*Task*
Copy each line below containing "truck".

-=-=-=-=-

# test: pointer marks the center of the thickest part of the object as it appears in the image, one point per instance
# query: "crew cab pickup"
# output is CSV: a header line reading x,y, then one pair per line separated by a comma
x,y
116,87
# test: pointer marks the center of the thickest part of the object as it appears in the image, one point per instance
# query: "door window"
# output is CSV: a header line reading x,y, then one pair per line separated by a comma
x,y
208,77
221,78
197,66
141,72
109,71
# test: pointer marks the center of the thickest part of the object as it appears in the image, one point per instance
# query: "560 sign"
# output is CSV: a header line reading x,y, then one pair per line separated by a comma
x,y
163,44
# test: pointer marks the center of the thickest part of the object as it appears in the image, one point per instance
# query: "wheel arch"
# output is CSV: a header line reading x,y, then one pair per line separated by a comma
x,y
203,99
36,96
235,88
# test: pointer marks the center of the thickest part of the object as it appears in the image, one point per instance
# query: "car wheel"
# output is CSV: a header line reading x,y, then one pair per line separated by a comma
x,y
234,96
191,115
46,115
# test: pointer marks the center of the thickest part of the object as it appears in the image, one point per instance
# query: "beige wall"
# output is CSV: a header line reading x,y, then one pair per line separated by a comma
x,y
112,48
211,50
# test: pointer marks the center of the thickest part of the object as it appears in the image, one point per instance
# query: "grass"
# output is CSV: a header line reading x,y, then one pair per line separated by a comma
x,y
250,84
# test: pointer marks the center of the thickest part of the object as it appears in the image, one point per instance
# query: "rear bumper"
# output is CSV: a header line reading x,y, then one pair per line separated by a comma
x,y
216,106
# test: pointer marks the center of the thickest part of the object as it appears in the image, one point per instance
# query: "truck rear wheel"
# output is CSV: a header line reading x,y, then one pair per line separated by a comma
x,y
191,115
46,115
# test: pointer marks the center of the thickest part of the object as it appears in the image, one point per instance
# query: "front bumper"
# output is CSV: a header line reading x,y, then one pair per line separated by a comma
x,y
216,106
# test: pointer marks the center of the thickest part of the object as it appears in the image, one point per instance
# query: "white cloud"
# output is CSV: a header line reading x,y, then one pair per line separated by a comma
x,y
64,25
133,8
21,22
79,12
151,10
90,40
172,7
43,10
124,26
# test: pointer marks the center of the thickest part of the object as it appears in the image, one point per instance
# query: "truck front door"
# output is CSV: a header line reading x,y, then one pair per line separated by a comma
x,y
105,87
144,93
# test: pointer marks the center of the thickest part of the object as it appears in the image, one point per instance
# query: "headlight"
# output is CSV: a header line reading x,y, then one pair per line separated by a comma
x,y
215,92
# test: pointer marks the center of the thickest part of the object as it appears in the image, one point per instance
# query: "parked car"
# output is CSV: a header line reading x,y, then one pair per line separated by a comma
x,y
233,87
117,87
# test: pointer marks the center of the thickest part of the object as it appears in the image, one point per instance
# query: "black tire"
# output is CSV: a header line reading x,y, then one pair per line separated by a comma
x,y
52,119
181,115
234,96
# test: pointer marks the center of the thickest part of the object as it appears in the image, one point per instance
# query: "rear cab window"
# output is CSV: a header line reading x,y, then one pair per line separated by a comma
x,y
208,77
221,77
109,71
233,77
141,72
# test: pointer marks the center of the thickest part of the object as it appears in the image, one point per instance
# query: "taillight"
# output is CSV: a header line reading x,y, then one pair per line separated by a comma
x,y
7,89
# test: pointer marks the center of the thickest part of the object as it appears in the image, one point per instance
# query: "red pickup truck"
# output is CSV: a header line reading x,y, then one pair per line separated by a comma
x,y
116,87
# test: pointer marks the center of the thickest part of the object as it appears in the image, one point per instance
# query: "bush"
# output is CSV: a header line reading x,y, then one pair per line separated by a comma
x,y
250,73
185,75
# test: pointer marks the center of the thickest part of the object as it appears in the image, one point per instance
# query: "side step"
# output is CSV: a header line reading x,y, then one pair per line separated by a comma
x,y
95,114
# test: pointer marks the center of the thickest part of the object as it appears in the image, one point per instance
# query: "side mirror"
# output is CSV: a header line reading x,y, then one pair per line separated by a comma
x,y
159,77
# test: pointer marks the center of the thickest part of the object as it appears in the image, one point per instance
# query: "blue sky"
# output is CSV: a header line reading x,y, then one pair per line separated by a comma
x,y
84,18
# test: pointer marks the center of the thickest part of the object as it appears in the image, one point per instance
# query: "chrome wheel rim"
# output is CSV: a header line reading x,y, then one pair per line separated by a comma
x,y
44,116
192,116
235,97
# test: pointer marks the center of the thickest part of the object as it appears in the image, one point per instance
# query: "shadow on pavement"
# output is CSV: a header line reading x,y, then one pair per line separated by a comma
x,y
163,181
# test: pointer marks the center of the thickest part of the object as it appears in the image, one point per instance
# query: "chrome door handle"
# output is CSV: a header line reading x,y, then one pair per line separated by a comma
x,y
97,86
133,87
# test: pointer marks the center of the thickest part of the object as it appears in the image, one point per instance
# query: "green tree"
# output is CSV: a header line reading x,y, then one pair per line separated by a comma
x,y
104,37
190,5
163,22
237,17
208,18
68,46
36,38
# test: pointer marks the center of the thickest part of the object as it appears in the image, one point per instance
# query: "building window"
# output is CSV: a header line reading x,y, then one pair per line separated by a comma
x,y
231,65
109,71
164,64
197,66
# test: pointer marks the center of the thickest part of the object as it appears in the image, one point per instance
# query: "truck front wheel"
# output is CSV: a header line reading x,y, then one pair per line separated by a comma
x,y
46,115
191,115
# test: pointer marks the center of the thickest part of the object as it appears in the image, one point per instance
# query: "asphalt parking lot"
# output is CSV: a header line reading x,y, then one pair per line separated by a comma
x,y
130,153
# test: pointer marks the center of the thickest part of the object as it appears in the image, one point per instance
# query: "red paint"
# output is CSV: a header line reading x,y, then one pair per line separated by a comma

-=-=-=-=-

*Answer space*
# query: "truck rear wheel"
# query: "truck front door"
# query: "red pickup truck"
# query: "truck front wheel"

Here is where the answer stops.